EXERCISE DETAILS: Extend the account below of how researchers reuse phylogenetic trees, alignments, and data sets, starting right after its final sentence.

EXTRACT TO READ:

Content starts

End result of this is that the user decides to re-use the alignment, but compute a new tree for a subset of OTUs, in order to obtain bootstrap values.

Subsequent user steps

  1. user spends hours reconciling names (different naming scheme for OTUs in tree and alignment)
  2. user combines alignment and tree in one file using Mesquite
  3. user uses an interactive tool ( to prune the tree to the target group (proteobacteria)
  4. user runs a RAXML analysis on pruned alignment using the CIPRES server, including bootstrap replicates

Rodent systematics

User: Ryan W. Norris


User (Ryan W Norris) has a dual interest in rodent systematics, including classification of newly characterized species, and fossil calibration of molecular trees with respect to the KT explosion hypothesis. In most cases, he uses BEAST and PAUP* to compute trees from compound alignments, based on DNA sequences for mitochondrial and nuclear genes. [7]

User says "I use GenBank all the time", successfully, in spite of a few cases of things not in GenBank (obtained by querying author). User has not re-used trees. However, user has re-used data matrices and alignments.

User steps before decision to re-use or not

  1. searched for data from specific papers ("classic" papers well known in field)
  2. searched TB, trying to find which genes had big data sets for rodents
    • found hits to compound alignments
    • downloaded NEXUS
    • try to fill in gaps
      • tried to find additional genes in GenBank (i.e., updating data)
      • pruned out species with missing genes (MacClade)
      • added newly determined sequences to alignment (unpublished user data)
  3. also found morphological fossil data sets
    • identified and located from literature survey of field
    • data represented in published image of a NEXUS file (or, in some cases, PDF)
    • hand-entered data into electronic NEXUS file
    • wanted to coordinate with molecular tree, but it was too difficult
      • difficult to make constraints tree due to poor overlap in taxa between the molecular and morphological datasets
      • high proportion of missing data
      • unable to replicate results in original study (treatment of uncertain states possibly not as described in published paper)

Subsequent user steps

  1. after building up a data set starting from a re-used matrix
    • re-align
    • phylo analysis
    • results to go in publications in rodent systematics
  2. user re-uses his own old alignments frequently
    • user's 12S and 16S alignments (with structure notes) used as template for aligning new sequences

Molecular phylogeny of plant defense genes

User: Ian Major


Some references to published work (other phylogenies are in progress)

  • Functional analysis of the Kunitz trypsin inhibitor family in poplar [8]
  • Analysis of a wound-inducible acid phosphatase in poplar [9]

Reuse experience

  • Access to public data sets: I have never accessed any public phylogenetic data sets (I was involved in a project related to DNA barcoding, and although there were phylogenetic analyses associated with the study, the retrieved data was intended for DNA barcoding).
  • I have never asked for (nor been able to find) phylogenies developed by other researchers for my own use/reuse.
  • I have often tried to reuse or reference phylogenies reported by other researchers, and as suggested by the first question, the biggest hurdle is usually acquisition of the actual sequences used for those phylogenies. Most frustrating are phylogenies in which the sequences used are given generic names (which basically makes it impossible to replicate). Obviously, such cases make it impossible to reuse the phylogeny. In cases where I have succeeded in reusing a reported phylogeny, it has involved repeating the analysis from alignment through phylogenetic analysis.

Content ends

INFORMATION SHOWN:
Content starts

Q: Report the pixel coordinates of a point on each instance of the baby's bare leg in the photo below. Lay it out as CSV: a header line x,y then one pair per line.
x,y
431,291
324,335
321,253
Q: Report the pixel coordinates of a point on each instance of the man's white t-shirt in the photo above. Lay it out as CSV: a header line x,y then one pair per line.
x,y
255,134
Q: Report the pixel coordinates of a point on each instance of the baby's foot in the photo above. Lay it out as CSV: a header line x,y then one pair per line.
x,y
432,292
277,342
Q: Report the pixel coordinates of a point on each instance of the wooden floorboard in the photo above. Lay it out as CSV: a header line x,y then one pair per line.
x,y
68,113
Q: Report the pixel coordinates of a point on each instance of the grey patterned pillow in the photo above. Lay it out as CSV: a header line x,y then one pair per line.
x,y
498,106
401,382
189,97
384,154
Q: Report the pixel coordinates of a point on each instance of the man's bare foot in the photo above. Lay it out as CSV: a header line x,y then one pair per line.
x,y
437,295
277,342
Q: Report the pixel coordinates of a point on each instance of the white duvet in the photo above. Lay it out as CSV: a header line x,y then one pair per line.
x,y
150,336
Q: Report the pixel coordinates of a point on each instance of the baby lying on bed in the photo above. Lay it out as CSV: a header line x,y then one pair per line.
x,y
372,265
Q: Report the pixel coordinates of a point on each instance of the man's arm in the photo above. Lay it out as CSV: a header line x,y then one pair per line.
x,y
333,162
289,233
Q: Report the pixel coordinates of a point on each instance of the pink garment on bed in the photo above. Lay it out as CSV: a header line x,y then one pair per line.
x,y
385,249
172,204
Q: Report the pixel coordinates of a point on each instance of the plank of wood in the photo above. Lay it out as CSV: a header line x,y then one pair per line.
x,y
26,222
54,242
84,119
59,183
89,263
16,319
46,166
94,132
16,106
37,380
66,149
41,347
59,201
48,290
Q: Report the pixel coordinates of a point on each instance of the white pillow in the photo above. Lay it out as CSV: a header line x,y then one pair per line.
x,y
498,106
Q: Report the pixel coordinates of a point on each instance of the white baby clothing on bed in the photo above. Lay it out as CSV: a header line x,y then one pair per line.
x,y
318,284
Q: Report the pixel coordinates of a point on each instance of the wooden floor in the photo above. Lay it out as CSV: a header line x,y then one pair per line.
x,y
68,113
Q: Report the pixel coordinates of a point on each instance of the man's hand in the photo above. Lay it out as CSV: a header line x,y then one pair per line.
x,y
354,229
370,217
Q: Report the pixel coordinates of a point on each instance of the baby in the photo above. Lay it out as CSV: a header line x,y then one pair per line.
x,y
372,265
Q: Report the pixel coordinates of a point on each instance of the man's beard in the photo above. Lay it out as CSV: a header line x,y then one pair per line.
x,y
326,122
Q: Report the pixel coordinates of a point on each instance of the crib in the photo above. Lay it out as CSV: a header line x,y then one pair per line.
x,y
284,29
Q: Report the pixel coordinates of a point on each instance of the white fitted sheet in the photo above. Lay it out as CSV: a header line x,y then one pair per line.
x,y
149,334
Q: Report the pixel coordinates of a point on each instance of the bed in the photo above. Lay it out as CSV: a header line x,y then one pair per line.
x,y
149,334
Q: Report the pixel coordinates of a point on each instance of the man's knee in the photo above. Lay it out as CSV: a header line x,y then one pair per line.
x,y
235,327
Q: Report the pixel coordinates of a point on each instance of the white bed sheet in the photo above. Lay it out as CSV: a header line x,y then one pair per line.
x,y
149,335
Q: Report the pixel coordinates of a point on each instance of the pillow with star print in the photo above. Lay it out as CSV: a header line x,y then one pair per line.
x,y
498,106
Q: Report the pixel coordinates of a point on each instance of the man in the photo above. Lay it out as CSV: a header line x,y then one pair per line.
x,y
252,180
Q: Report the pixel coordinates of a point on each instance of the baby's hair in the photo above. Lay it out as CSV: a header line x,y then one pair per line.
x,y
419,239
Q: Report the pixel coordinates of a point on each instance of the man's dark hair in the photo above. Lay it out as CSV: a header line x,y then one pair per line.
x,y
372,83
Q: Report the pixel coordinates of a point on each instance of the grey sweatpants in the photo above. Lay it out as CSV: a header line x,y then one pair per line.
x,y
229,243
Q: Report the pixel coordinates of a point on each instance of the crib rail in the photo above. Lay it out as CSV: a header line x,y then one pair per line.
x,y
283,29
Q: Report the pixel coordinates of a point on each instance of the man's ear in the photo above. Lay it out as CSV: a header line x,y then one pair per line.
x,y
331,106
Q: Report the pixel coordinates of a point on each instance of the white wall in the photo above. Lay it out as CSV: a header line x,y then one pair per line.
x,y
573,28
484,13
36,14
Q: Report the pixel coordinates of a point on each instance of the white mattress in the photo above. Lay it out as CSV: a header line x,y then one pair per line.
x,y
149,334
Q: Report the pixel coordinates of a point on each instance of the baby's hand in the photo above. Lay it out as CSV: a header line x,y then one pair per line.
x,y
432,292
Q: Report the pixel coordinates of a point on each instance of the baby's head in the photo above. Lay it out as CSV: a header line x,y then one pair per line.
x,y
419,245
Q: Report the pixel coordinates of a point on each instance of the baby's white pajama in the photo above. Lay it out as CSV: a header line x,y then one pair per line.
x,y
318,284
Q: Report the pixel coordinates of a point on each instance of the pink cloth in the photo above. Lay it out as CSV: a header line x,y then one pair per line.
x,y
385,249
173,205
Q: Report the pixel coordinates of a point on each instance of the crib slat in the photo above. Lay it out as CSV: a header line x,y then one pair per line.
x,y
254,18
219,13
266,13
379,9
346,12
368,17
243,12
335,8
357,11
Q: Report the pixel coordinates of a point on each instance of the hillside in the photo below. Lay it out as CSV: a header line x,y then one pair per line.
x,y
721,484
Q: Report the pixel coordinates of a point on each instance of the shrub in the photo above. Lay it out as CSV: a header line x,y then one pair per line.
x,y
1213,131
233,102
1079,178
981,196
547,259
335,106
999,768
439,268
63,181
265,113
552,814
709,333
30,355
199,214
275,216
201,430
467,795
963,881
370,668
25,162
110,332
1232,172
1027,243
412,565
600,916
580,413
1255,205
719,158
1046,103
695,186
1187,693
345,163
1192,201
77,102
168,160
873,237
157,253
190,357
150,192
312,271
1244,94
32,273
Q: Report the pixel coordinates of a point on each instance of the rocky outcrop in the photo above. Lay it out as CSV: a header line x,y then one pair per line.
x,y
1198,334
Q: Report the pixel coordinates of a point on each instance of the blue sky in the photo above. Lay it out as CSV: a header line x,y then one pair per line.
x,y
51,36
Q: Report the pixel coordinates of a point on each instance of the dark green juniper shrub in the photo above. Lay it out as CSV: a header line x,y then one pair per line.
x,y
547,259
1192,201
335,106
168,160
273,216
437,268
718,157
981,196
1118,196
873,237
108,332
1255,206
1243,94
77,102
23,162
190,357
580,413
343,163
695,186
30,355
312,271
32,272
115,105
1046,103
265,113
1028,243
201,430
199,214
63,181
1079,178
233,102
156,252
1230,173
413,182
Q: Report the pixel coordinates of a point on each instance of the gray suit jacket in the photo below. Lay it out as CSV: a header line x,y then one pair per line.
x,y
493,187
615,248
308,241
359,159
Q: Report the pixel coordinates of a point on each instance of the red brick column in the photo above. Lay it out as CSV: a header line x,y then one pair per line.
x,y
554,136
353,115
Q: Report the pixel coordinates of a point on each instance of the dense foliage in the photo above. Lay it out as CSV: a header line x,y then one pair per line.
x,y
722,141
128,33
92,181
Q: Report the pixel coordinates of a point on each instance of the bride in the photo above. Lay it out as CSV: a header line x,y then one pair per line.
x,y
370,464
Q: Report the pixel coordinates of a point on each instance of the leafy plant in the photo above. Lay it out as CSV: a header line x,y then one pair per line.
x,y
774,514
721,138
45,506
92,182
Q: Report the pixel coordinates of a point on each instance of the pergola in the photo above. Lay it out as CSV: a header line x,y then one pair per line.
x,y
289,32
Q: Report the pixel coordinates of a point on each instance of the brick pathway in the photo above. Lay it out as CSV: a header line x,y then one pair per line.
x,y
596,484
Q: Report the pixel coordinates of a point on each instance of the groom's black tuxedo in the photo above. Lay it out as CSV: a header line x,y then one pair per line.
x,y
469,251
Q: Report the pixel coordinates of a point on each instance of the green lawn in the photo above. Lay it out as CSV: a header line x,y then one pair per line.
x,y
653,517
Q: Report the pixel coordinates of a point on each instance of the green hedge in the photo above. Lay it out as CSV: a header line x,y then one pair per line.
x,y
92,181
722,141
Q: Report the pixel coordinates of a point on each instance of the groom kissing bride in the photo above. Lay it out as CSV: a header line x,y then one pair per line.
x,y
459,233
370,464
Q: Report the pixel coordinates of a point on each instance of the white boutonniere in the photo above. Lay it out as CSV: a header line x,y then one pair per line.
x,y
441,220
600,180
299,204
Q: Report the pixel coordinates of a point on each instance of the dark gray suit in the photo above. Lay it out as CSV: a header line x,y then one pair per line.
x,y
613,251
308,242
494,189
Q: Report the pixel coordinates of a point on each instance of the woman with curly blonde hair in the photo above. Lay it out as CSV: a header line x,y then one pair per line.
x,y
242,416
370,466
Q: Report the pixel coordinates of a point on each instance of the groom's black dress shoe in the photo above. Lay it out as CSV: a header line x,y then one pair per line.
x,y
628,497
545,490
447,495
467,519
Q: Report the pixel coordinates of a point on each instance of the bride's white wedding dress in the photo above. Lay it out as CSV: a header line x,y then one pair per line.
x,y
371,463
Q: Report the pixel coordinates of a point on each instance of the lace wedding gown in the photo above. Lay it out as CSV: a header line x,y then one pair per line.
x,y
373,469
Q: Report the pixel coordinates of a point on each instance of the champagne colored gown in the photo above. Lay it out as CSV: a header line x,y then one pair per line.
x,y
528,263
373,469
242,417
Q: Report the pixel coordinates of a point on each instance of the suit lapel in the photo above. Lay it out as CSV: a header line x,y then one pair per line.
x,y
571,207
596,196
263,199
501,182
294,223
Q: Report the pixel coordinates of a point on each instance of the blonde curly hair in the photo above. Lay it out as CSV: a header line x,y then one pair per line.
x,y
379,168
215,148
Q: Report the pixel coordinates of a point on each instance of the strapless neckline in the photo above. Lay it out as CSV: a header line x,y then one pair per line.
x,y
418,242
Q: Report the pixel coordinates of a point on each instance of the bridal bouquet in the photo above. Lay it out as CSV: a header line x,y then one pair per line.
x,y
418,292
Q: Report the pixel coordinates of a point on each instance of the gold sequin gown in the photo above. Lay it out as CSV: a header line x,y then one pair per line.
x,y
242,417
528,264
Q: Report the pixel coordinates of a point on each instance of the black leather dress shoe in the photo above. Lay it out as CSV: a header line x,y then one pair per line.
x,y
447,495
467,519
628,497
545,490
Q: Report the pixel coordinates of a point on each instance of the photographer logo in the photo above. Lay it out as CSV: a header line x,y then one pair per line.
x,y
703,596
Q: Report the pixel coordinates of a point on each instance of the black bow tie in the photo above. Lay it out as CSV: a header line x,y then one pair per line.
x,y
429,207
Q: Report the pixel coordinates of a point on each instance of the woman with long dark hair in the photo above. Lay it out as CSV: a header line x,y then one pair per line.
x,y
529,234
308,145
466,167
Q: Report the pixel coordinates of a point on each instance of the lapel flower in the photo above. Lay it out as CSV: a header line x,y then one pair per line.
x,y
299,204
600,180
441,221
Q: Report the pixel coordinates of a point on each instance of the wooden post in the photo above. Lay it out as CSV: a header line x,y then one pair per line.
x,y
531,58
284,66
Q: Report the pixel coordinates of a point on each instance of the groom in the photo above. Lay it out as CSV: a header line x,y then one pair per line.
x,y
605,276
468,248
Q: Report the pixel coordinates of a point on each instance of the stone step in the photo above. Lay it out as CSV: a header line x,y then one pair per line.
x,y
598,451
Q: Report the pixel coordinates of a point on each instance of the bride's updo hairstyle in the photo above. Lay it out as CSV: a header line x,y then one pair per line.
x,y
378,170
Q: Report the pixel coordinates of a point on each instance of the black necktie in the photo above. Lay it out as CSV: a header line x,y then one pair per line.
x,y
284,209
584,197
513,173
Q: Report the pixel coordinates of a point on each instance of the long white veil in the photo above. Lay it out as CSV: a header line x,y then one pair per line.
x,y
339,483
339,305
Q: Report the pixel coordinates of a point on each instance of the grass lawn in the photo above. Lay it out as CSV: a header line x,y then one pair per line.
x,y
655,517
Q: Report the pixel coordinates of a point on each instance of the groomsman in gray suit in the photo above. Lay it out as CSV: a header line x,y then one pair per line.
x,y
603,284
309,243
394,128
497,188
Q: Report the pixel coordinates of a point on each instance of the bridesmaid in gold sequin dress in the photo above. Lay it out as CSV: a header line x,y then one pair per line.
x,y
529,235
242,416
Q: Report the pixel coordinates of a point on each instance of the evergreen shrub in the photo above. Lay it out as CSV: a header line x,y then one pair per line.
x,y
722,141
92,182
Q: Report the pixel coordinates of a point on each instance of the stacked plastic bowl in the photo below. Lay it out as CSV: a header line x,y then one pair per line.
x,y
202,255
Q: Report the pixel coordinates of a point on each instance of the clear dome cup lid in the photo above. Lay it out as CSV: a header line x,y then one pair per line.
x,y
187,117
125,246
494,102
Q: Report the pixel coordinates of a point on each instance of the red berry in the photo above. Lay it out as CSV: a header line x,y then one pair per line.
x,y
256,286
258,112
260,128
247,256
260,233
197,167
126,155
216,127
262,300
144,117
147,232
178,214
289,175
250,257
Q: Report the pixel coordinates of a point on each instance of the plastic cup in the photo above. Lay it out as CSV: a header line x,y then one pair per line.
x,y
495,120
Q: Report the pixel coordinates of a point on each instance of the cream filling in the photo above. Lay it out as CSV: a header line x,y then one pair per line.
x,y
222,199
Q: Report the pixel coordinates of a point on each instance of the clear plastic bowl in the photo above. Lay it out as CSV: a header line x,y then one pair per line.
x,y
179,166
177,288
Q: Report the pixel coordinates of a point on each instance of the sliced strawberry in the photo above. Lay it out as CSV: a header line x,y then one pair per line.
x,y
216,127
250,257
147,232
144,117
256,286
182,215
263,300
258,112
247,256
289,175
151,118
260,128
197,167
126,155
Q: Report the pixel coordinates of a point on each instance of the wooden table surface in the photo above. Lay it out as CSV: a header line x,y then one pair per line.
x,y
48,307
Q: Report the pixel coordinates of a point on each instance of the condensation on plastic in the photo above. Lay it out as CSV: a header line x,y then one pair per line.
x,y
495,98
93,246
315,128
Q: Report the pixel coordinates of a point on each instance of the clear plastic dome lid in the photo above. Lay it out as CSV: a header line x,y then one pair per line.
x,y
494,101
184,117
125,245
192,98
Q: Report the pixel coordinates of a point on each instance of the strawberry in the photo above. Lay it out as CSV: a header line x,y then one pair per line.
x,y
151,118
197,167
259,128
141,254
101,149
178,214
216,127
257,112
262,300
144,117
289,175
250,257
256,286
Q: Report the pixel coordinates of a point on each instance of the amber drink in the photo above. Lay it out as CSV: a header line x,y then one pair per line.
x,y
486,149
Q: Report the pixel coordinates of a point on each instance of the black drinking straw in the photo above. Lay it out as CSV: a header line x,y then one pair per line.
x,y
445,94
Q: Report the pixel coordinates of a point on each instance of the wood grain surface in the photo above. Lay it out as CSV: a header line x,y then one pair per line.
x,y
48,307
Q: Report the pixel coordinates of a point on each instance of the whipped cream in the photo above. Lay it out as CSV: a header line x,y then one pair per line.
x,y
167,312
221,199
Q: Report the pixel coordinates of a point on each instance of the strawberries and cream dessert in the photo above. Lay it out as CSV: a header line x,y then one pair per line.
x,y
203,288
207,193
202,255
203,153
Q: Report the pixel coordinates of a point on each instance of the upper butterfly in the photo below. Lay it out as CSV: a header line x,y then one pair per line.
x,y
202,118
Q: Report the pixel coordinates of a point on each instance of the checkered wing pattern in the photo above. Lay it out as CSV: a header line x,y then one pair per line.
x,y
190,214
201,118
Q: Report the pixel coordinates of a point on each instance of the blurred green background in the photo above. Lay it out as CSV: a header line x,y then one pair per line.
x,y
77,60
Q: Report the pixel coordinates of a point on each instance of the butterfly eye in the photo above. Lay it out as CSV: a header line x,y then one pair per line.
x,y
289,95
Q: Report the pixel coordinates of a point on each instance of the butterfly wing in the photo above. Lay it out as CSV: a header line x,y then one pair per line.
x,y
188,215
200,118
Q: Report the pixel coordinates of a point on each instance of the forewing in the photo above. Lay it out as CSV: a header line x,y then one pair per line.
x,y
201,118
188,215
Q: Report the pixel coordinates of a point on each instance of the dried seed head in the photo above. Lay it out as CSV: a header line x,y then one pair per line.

Content ends

TASK RESULT:
  • I have tried to replicate phylogenetic protocols described in publications. Often this involves use of phylogeny software with which I am not familiar (and so in some cases require a learning curve to use that software). In general I find that the actual phylogenetic methods in publications are poorly described and so make it difficult to replicate (though this may not be specific to phylogenetic analyses, since methods in general are poorly described in scientific publications.
  • I have never been asked by other researchers to share my raw phylogenies, though there hasn't been much occasion for this.

Analysis of Leaf Vein Patterns

User: Ramona Walls


A successful story of re-use. User (Ramona Walls) carried out a highly integrative analysis [10] of leaf vein patterns that combined new measurements based on new images of cleared leaves from an existing collection, new characterizations of major vein patterns based on existing online image collections of leaves, an existing database of leaf characteristics (LES), and pruned versions of existing phylogenies (APG) accessed via phylomatic.

Primary & secondary vein type

  1. types were designated (as Fig 1a of [11]) by manual inspection of electronic images from online collections
    • the existence of the online collections from herbaria is common knowledge among botanists
    • however, user was not working from any comprehensive list of collections
    • some useful collections (e.g., Smithsonian Trop Res Inst collection) were discovered indirectly via Google image searches (search species name; find image; trace this back to "credible" source)
  2. sourced images were not saved
  3. vein types were stored in a spreadsheet archived as supplementary data to [12]

MVD (minor vein density) data for cleared leaves

  1. user made images of cleared leaf collection, in order to calculate MVD values
  2. existence of cleared leaf collection is not common knowledge ("my advisor told me about it")
  3. user's image collection was not archived, but has informational links to specimen vouchers
  4. MVD values were included in supplementary data to published paper, in response to a request from the reviewers

Leaf Economics Spectrum (LES)

  1. existence of LES data of Wright, et al. [13] is common knowledge among botanists; mentioned repeatedly at recent professional meetings
  2. see the note below about taxonomic identifiers

Phylogenies via phylomatic

  1. used online interface to phylomatic <> to get species trees
    • for designated sets of species (intersection of LES and leaf types, intersection of LES and MVD)
  2. user could not recall how she knew about phylomatic (perhaps existence of APG tree and Davies, et al tree [14] are common knowledge among botanists)
  3. interface requires family names in addition to genus and species
    • this required manual annotation of the list of names ("an exercise in plant taxonomy")
    • used IPNI and Tropicos, according to methods section of [15]
  4. species names must match those in phylomatic ("you have to go through and check your spellings")
    • names in LES do not always match those used for the same species by phylomatic
    • user was not aware of TNRS resource provided by iPlant (did not exist when study was performed?)

User comments

Sudhir Kumar

  1. Incomplete data submitted to GenBank: This is not too common but it happens more often that I like. Usually the paper shows a list of accession numbers but sometimes it does not include all the reported sequences. It happens to me twice that I asked for the data and I was given some sort of excuse.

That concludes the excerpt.